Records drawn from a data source
▼

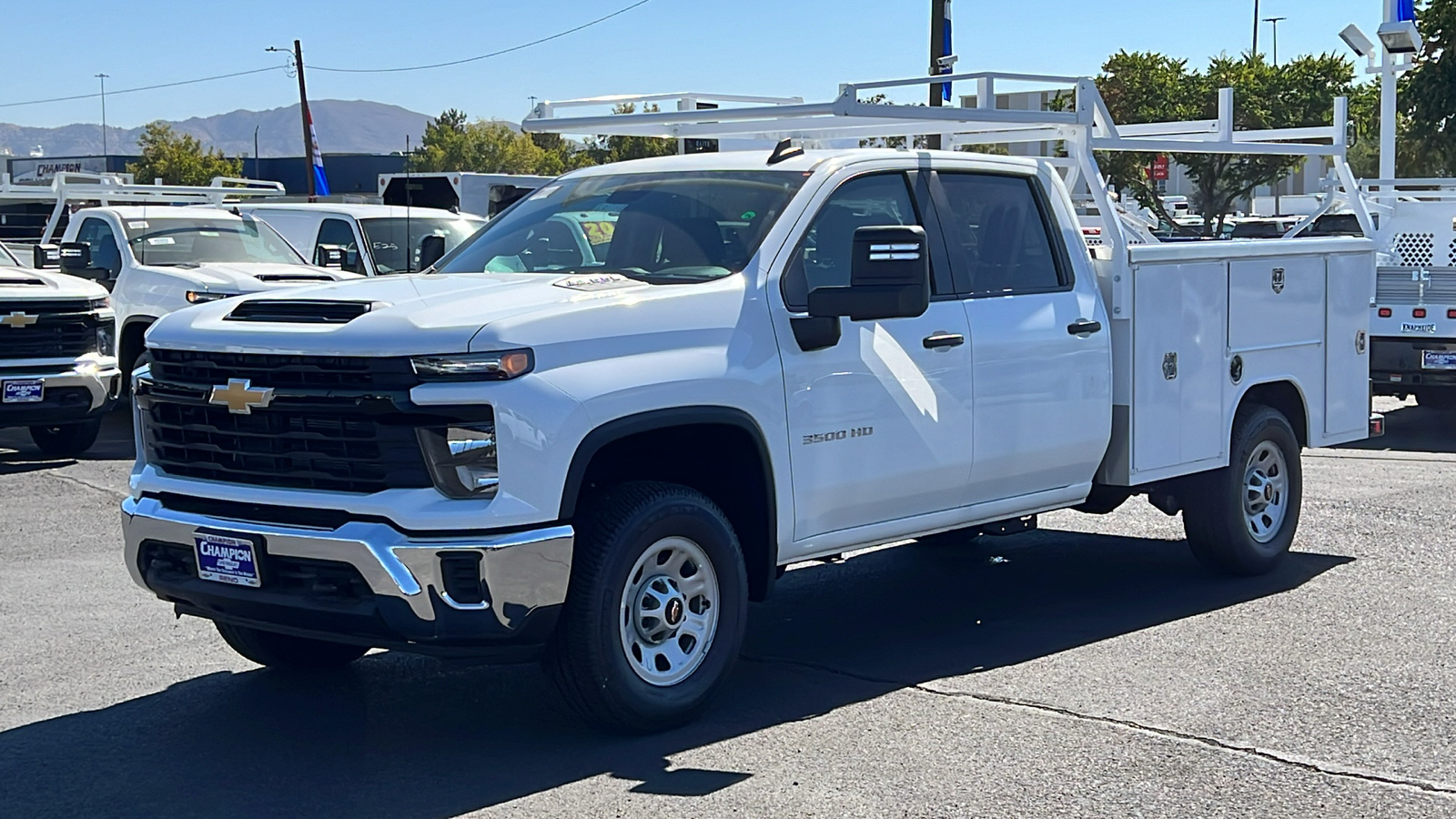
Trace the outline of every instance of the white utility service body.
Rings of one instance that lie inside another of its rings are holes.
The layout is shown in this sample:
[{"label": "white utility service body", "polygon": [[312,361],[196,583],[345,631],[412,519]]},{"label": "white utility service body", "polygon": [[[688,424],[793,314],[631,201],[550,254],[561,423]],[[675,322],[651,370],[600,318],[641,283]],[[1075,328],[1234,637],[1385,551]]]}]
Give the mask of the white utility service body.
[{"label": "white utility service body", "polygon": [[0,427],[29,427],[47,455],[89,449],[121,382],[114,326],[102,286],[0,248]]},{"label": "white utility service body", "polygon": [[[331,264],[319,255],[320,246],[339,248],[344,251],[342,270],[364,275],[405,273],[406,268],[418,273],[430,267],[419,264],[424,236],[443,236],[448,252],[485,224],[485,219],[475,214],[431,207],[265,201],[240,204],[237,210],[271,224],[313,264]],[[409,259],[405,252],[411,254]]]},{"label": "white utility service body", "polygon": [[[939,125],[846,102],[866,87],[794,111],[524,127]],[[1117,137],[1091,82],[1079,99],[943,125],[1051,118],[1070,182],[1063,162],[786,146],[588,168],[432,273],[167,316],[137,379],[127,567],[268,665],[549,646],[574,707],[636,729],[696,713],[745,600],[807,558],[1149,494],[1185,512],[1206,564],[1267,571],[1297,525],[1300,446],[1367,434],[1374,246],[1158,245],[1114,217],[1089,249],[1070,194],[1098,179],[1086,149],[1166,149],[1149,125]],[[1166,128],[1210,133],[1179,150],[1342,162],[1341,122],[1297,146],[1217,125]],[[582,249],[563,222],[606,240]],[[303,303],[333,318],[298,321]],[[189,449],[195,430],[208,449]],[[326,564],[368,596],[323,611],[269,581],[269,561]],[[360,618],[325,616],[345,609]]]}]

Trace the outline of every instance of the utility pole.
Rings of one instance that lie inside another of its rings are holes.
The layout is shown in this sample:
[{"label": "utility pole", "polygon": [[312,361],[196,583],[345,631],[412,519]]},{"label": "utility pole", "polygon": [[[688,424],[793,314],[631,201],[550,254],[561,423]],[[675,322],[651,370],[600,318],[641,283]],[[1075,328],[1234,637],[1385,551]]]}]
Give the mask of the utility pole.
[{"label": "utility pole", "polygon": [[[942,73],[941,57],[946,55],[945,51],[945,25],[949,16],[951,0],[930,0],[930,76]],[[941,108],[941,83],[930,83],[930,108]],[[909,138],[909,137],[907,137]],[[941,134],[929,134],[926,137],[926,144],[930,150],[941,150]],[[906,146],[913,149],[914,146]]]},{"label": "utility pole", "polygon": [[1274,67],[1278,68],[1278,23],[1280,20],[1287,20],[1289,17],[1264,17],[1265,23],[1274,28]]},{"label": "utility pole", "polygon": [[[284,51],[282,48],[269,47],[268,51]],[[309,125],[313,118],[309,117],[309,87],[303,83],[303,44],[300,41],[293,41],[293,68],[298,73],[298,115],[303,119],[303,162],[307,166],[309,179],[309,201],[319,200],[319,191],[313,181],[313,134]]]},{"label": "utility pole", "polygon": [[100,80],[100,154],[106,156],[106,77],[111,74],[96,74]]}]

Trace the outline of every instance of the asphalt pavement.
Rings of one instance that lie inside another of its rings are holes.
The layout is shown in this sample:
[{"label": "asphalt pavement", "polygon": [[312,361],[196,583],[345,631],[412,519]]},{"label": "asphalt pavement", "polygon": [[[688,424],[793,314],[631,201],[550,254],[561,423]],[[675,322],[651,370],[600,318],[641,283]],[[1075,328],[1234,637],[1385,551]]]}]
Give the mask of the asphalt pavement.
[{"label": "asphalt pavement", "polygon": [[127,576],[124,412],[80,461],[0,431],[0,816],[1456,816],[1456,414],[1382,407],[1271,576],[1140,500],[795,567],[646,737],[536,666],[262,670]]}]

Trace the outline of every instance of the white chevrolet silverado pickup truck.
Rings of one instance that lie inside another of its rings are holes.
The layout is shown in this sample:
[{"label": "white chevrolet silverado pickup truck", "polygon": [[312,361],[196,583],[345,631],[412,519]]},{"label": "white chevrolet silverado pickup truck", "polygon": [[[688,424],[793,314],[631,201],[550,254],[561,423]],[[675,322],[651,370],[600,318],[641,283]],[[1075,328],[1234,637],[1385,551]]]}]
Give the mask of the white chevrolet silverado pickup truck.
[{"label": "white chevrolet silverado pickup truck", "polygon": [[568,173],[430,273],[159,321],[127,567],[264,665],[542,654],[636,730],[795,561],[1147,494],[1268,571],[1300,447],[1367,434],[1373,245],[1108,223],[1093,258],[1053,163],[970,153]]},{"label": "white chevrolet silverado pickup truck", "polygon": [[0,248],[0,427],[29,427],[52,456],[90,449],[121,379],[114,326],[102,286]]}]

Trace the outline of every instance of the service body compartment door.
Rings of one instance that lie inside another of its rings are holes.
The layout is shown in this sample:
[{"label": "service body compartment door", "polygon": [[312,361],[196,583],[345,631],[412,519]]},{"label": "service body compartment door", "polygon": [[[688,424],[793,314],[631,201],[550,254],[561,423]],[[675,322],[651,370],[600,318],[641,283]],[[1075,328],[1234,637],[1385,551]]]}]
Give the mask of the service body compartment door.
[{"label": "service body compartment door", "polygon": [[1133,273],[1133,475],[1222,458],[1227,262]]},{"label": "service body compartment door", "polygon": [[1326,268],[1325,434],[1369,433],[1370,254],[1337,254]]}]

▲

» **Your objective**
Render every one of the lines above as a numbered list, omitting blank lines. Leave the pictures out of your answer.

» **Result for this task**
1. Trace the outline of every instance of the white utility service body.
2. Rings of one instance that lie inside another of its rings are holes.
3. The layout is shown in this sample:
4. [{"label": "white utility service body", "polygon": [[312,361],[196,583],[345,631],[412,519]]},{"label": "white utility service body", "polygon": [[[688,424],[793,314],[631,201],[550,254],[561,423]],[[675,322],[651,370],[600,318],[641,283]],[[1075,328],[1234,637],[1385,551]]]}]
5. Give the mask of the white utility service body.
6. [{"label": "white utility service body", "polygon": [[0,427],[29,427],[47,455],[89,449],[121,382],[114,326],[102,286],[0,248]]},{"label": "white utility service body", "polygon": [[[331,264],[319,255],[320,246],[339,248],[344,251],[342,270],[364,275],[405,273],[406,268],[418,273],[430,267],[419,264],[424,236],[443,236],[448,252],[485,224],[485,219],[475,214],[431,207],[265,201],[240,204],[237,210],[271,224],[313,264]],[[409,259],[405,252],[411,254]]]},{"label": "white utility service body", "polygon": [[[939,125],[846,102],[866,87],[794,111],[524,127]],[[1117,137],[1091,82],[1079,99],[943,125],[1051,118],[1070,182],[1063,162],[786,146],[588,168],[432,273],[167,316],[137,379],[127,567],[268,665],[549,646],[574,707],[636,729],[696,713],[745,600],[807,558],[1149,494],[1185,512],[1206,564],[1267,571],[1297,525],[1300,446],[1367,434],[1374,246],[1158,245],[1114,217],[1089,249],[1070,194],[1098,179],[1086,149],[1166,149],[1149,125]],[[1166,128],[1210,133],[1179,150],[1342,162],[1341,122],[1297,146],[1217,125]],[[582,249],[563,222],[606,240]],[[303,303],[333,318],[298,321]],[[189,449],[195,430],[208,449]],[[326,564],[368,596],[323,611],[269,581],[269,561]],[[360,618],[325,616],[345,609]]]}]
7. Trace the outline of every instance of the utility pole.
8. Rings of one instance that lie inside another of its rings are holes.
9. The layout is shown in this sample:
10. [{"label": "utility pole", "polygon": [[312,361],[196,583],[345,631],[412,519]]},{"label": "utility pole", "polygon": [[[688,424],[793,314],[631,201],[550,254],[561,423]],[[675,322],[651,370],[600,318],[641,283]],[[1075,328],[1234,637],[1385,551]]]}]
11. Give the mask of the utility pole.
12. [{"label": "utility pole", "polygon": [[[942,73],[941,57],[946,55],[945,51],[945,25],[949,16],[951,0],[930,0],[930,76]],[[941,108],[941,83],[930,83],[930,108]],[[909,138],[909,137],[907,137]],[[941,134],[929,134],[926,137],[926,144],[930,150],[941,150]],[[906,146],[913,149],[914,146]]]},{"label": "utility pole", "polygon": [[1274,67],[1278,68],[1278,23],[1280,20],[1287,20],[1289,17],[1264,17],[1265,23],[1274,28]]},{"label": "utility pole", "polygon": [[[284,51],[282,48],[269,47],[268,51]],[[309,125],[313,118],[309,117],[309,87],[303,83],[303,44],[300,41],[293,41],[293,68],[298,73],[298,115],[303,119],[303,162],[307,166],[309,179],[309,201],[319,200],[319,191],[313,181],[313,134]]]},{"label": "utility pole", "polygon": [[100,80],[100,154],[106,156],[106,77],[111,74],[96,74]]}]
13. Trace the outline of every instance of the asphalt pavement.
14. Rings of one instance that lie inside another of its rings are holes.
15. The layout is shown in this sample:
16. [{"label": "asphalt pavement", "polygon": [[312,361],[196,583],[345,631],[412,519]]},{"label": "asphalt pavement", "polygon": [[[688,424],[793,314],[631,201],[550,254],[561,423]],[[675,322],[651,370],[600,318],[641,283]],[[1075,328],[1234,637],[1385,551]]]}]
17. Give the mask of the asphalt pavement.
18. [{"label": "asphalt pavement", "polygon": [[127,576],[124,412],[80,461],[0,431],[0,816],[1456,816],[1456,414],[1382,407],[1271,576],[1140,500],[795,567],[646,737],[536,666],[262,670]]}]
19. Trace the outline of every instance of the white chevrolet silverado pickup truck.
20. Rings of one instance that lie inside another of its rings are holes.
21. The layout is shown in this sample:
22. [{"label": "white chevrolet silverado pickup truck", "polygon": [[312,361],[196,583],[345,631],[412,519]]},{"label": "white chevrolet silverado pickup truck", "polygon": [[[688,424],[793,314],[631,201],[550,254],[561,423]],[[675,322],[651,370],[600,318],[641,283]],[[1075,328],[1234,637],[1385,551]]]}]
23. Give the mask of the white chevrolet silverado pickup truck.
24. [{"label": "white chevrolet silverado pickup truck", "polygon": [[568,173],[430,273],[159,321],[127,567],[264,665],[542,654],[636,730],[795,561],[1147,494],[1268,571],[1300,447],[1367,434],[1373,245],[1108,223],[1093,258],[1053,163],[970,153]]},{"label": "white chevrolet silverado pickup truck", "polygon": [[0,248],[0,427],[29,427],[52,456],[90,449],[121,379],[114,326],[102,286]]}]
25. Trace the outline of every instance of the service body compartment door.
26. Rings of one instance that lie inside another of its rings are holes.
27. The layout is shown in this sample:
28. [{"label": "service body compartment door", "polygon": [[312,361],[196,583],[345,631],[412,519]]},{"label": "service body compartment door", "polygon": [[[688,424],[793,314],[631,201],[550,254],[561,423]],[[675,322],[651,370],[600,318],[641,283]],[[1075,328],[1234,637],[1385,551]]]}]
29. Give the mask of the service body compartment door.
30. [{"label": "service body compartment door", "polygon": [[1133,273],[1133,475],[1222,458],[1227,262]]},{"label": "service body compartment door", "polygon": [[1326,268],[1325,434],[1369,433],[1370,254],[1337,254]]}]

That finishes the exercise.